Renewable power is on course to see the largest spend in the global energy industry next year, passing upstream oil & gas for the first time ever amid a “seismic” shift in capital that could underpin $16trn of investments by 2030, said finance giant Goldman Sachs.

The investment bank in a new report says a widening gulf in cost of capital between clean and fossil projects – as high as 20% for long-term oil and as low as 3-5% in renewables – is changing the energy landscape, putting an implied carbon price of $40-80 per ton of CO2 on new hydrocarbon developments.

The lower cost of finance and supportive regulations driven by public-private collaboration is creating a $1-2trn annual investment opportunity in clean-tech infrastructure, the Goldman analysts reckon, spanning renewables, biofuels and associated systems such as power networks and hydrogen.

The clean infrastructure explosion is also on course to create up to 20 million jobs worldwide, it added in the report called Carbonomics.

A total potential of up to $16trn of investment out to 2030 would be consistent with global efforts to keep global warming within 2 degrees, said the study, pouring cold water on claims in some quarters that economic pressures after coronavirus could dampen the dash to decarbonisation.

“Historically, times of macroeconomic downturns have been associated with a deceleration of global decarbonisation efforts, as affordability has taken precedence over sustainability,” said the Goldman Sachs researchers.

“We believe this time will be different, especially for technologies that are now mature enough to be deployed at scale and can benefit from a falling cost of capital and an attractive regulatory framework, unlocking one of the largest infrastructure investment opportunities in history on our estimates.”

(Dataset excerpts):
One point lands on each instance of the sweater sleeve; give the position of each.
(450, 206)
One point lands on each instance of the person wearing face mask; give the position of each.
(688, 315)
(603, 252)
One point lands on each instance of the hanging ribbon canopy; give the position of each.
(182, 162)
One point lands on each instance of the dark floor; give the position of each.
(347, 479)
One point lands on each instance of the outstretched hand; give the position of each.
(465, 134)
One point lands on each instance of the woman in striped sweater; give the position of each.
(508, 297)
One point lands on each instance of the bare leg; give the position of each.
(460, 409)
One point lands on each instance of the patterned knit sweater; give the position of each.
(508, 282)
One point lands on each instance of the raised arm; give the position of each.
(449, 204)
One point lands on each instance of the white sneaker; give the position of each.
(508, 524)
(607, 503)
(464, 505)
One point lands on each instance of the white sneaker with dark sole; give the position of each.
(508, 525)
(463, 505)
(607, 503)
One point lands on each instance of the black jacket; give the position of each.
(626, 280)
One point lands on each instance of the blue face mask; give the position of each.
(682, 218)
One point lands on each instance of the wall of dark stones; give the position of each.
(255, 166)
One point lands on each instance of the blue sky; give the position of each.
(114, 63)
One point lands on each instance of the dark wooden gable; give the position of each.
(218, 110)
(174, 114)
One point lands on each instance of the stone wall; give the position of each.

--

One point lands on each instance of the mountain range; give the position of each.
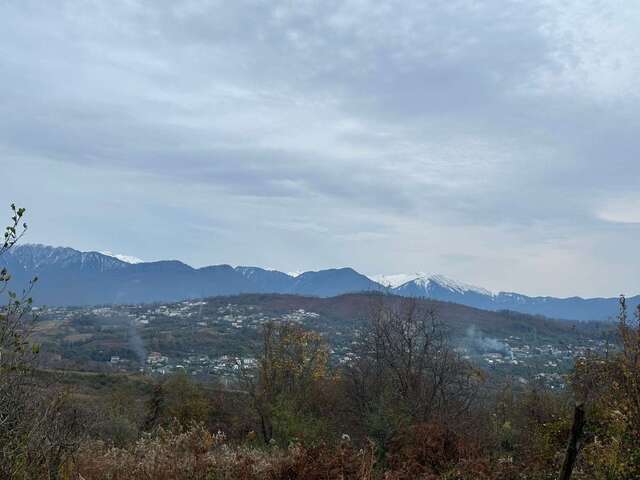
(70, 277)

---

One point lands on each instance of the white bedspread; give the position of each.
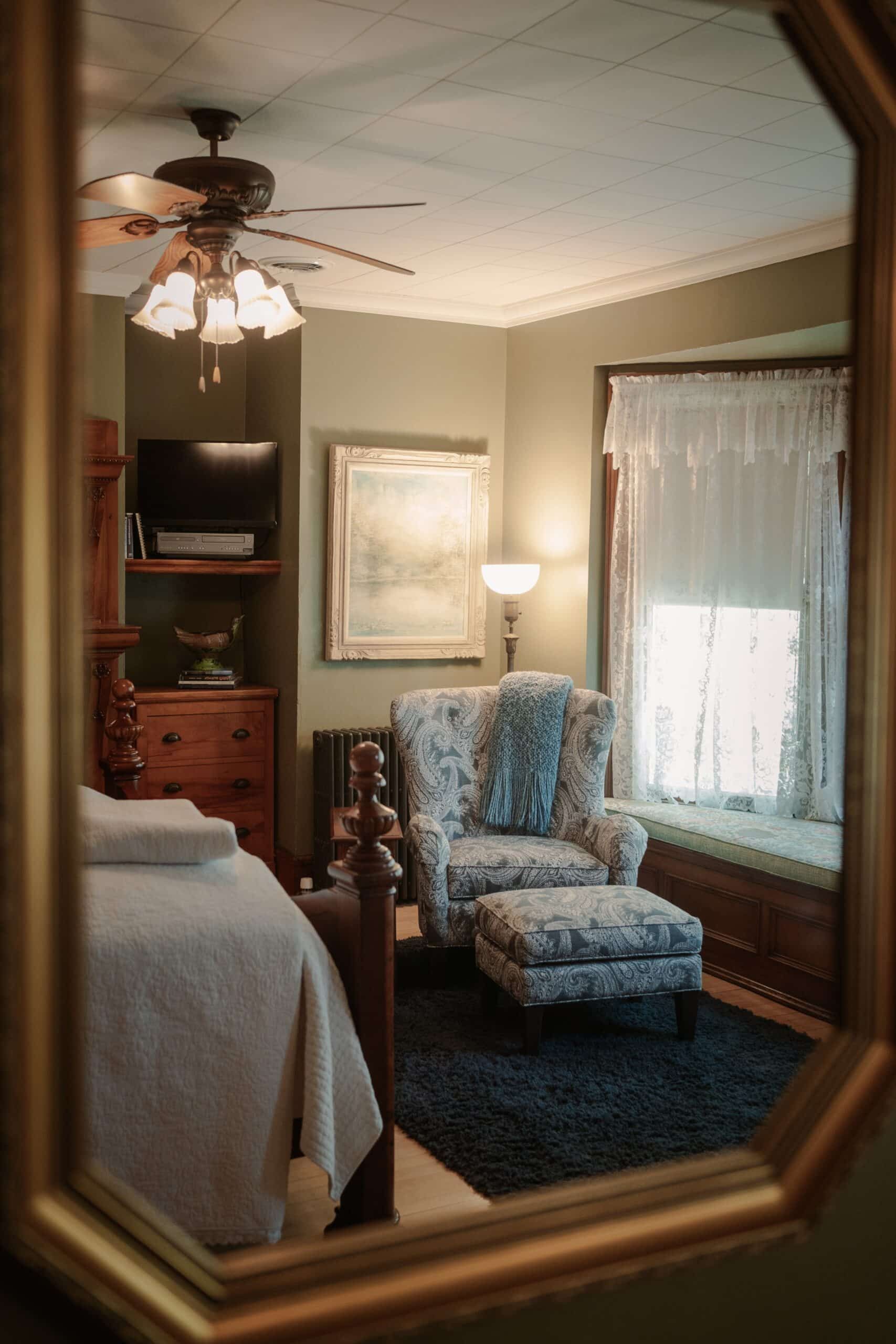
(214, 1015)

(What the task requires): In the article on Goldman Sachs and clean-energy investment, reproduce the passage that opens with the words "The lower cost" and closes with "dash to decarbonisation.", substituting "positions" for "jobs". The material that comes after the article has no connection to it.

(Response area):
The lower cost of finance and supportive regulations driven by public-private collaboration is creating a $1-2trn annual investment opportunity in clean-tech infrastructure, the Goldman analysts reckon, spanning renewables, biofuels and associated systems such as power networks and hydrogen.

The clean infrastructure explosion is also on course to create up to 20 million positions worldwide, it added in the report called Carbonomics.

A total potential of up to $16trn of investment out to 2030 would be consistent with global efforts to keep global warming within 2 degrees, said the study, pouring cold water on claims in some quarters that economic pressures after coronavirus could dampen the dash to decarbonisation.